ЗАДАНИЕ 1. Продублируйте без изменений фрагмент интервью: начните со слов «Подобные акции, кстати, регулярно» и закончите словами «родине широкого проката.».
----
Юсуп РАЗЫКОВ: «Для меня важно, чтобы зритель сам угадывал историю»

Юсуп Разыков. Фото С.ХОХРЯКОВОЙВ минувшем октябре сценарист, режиссер и продюсер Юсуп Разыков представил в Варшаве и Таллине свою картину “Турецкое седло”, удостоенную в нынешнем году наград на “Кинотавре” и нескольких других фестивалях. С этого мы и начали наш разговор.

– Юсуп, чем запомнился зарубежный вояж “Турецкого седла”?

– В первую очередь, пожалуй, встречами со зрителями, обсуждениями картины. В Варшаве мы засиделись и общались дольше положенного времени, и аудитория была молодой и многолюдной, человек сто пятьдесят. В Таллине, в уютном кинотеатре “Артис”, фильм дважды демонстрировали в рамках Дней российского кино.

Подобные акции, кстати, регулярно проходят и во французском Онфлере, и в Берлине, и в Лондоне, и, как мне кажется, это не просто Дни национального, в данном случае российского, кино, но еще и Дни культуры страны, где фильмы сделаны. Причем в большинстве случаев это фильмы, не имевшие на родине широкого проката.

Я помню поездку в Эдинбург, куда были приглашены “Долгая счастливая жизнь” Бориса Хлебникова, документальная “Труба” Виталия Манского и мой фильм “Стыд”, и всем было абсолютно ясно, что в широком прокате эти картины вряд ли окажутся. И трудности будут связаны не с цензурой, а с незыблемыми экономическими соображениями, которые я, как практик, понимаю. Ведь владелец частного кинотеатра или мультиплекса всегда рискует заполнением зала, собираясь демонстрировать подобное кино, ему же тоже жить надо.
----
ЗАДАНИЕ 2. Запишите без изменений строки из записей, начиная со строки, где есть «Tag the rear», и заканчивая строкой, где есть «(1050, 582)», включая обе.

ИСХОДНЫЕ ДАННЫЕ.
----
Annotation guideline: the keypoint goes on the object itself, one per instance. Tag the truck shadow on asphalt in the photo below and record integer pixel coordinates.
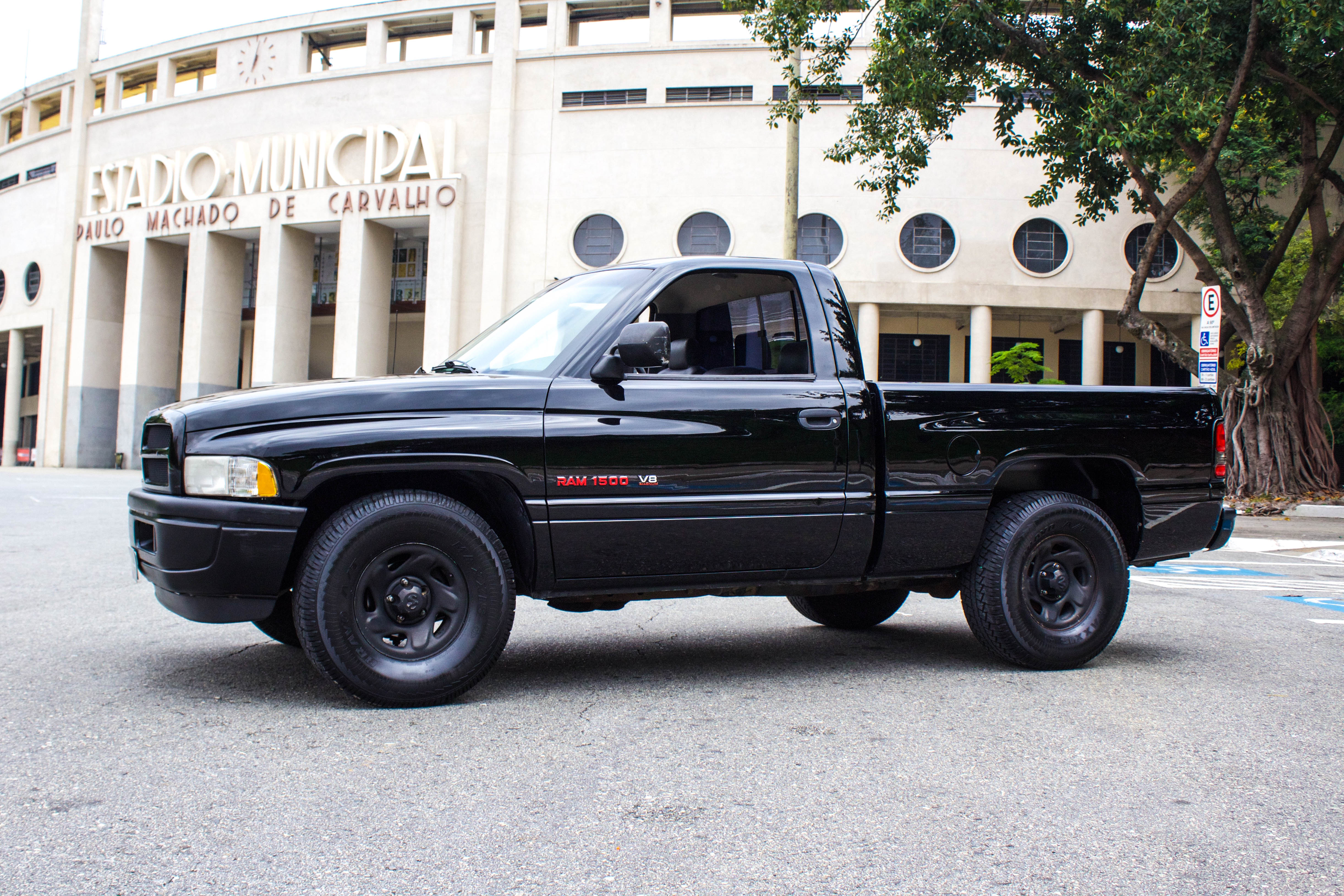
(554, 664)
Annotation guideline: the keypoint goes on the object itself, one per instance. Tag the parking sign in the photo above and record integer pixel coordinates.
(1210, 324)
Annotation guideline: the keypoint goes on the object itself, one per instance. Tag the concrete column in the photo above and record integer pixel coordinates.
(376, 43)
(112, 93)
(1094, 344)
(284, 305)
(100, 295)
(557, 25)
(441, 283)
(363, 299)
(499, 165)
(166, 80)
(464, 30)
(31, 120)
(13, 390)
(870, 327)
(982, 342)
(150, 339)
(660, 25)
(213, 316)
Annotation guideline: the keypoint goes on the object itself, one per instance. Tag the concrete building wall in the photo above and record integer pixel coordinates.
(142, 230)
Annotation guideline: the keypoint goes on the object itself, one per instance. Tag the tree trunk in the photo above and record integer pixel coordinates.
(1277, 439)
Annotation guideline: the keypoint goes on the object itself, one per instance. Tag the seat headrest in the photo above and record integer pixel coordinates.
(793, 359)
(685, 354)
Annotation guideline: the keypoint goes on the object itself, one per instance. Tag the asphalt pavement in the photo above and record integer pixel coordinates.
(706, 746)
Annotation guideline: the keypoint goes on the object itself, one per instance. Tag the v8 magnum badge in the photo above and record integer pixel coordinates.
(634, 481)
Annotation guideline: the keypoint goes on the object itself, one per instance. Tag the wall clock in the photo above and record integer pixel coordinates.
(257, 61)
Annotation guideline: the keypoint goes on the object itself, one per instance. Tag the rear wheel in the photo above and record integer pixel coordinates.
(405, 598)
(851, 610)
(1050, 582)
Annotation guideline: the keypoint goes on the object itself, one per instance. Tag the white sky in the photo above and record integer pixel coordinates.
----
ОТВЕТ 1.
Подобные акции, кстати, регулярно проходят и во французском Онфлере, и в Берлине, и в Лондоне, и, как мне кажется, это не просто Дни национального, в данном случае российского, кино, но еще и Дни культуры страны, где фильмы сделаны. Причем в большинстве случаев это фильмы, не имевшие на родине широкого проката.

ОТВЕТ 2.
Annotation guideline: the keypoint goes on the object itself, one per instance. Tag the rear wheel in the photo above and record integer pixel coordinates.
(405, 598)
(851, 610)
(1050, 582)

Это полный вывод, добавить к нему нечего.